--- START Data for the task ---

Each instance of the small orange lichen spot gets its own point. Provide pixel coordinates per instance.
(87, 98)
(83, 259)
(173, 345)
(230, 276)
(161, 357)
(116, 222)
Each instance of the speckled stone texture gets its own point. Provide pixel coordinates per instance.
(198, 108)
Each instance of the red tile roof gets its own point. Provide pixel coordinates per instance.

--- END Data for the task ---

Written task: Reproduce every line of the material above unchanged.

Expected output:
Each instance of the small orange lichen spot gets its own point. Provide pixel coordinates per instance.
(87, 98)
(83, 259)
(173, 345)
(230, 276)
(161, 357)
(116, 222)
Each instance of the speckled stone texture gets its own point. Provide pixel coordinates per instance.
(198, 108)
Each instance of the red tile roof gets its own point. Provide pixel coordinates per instance.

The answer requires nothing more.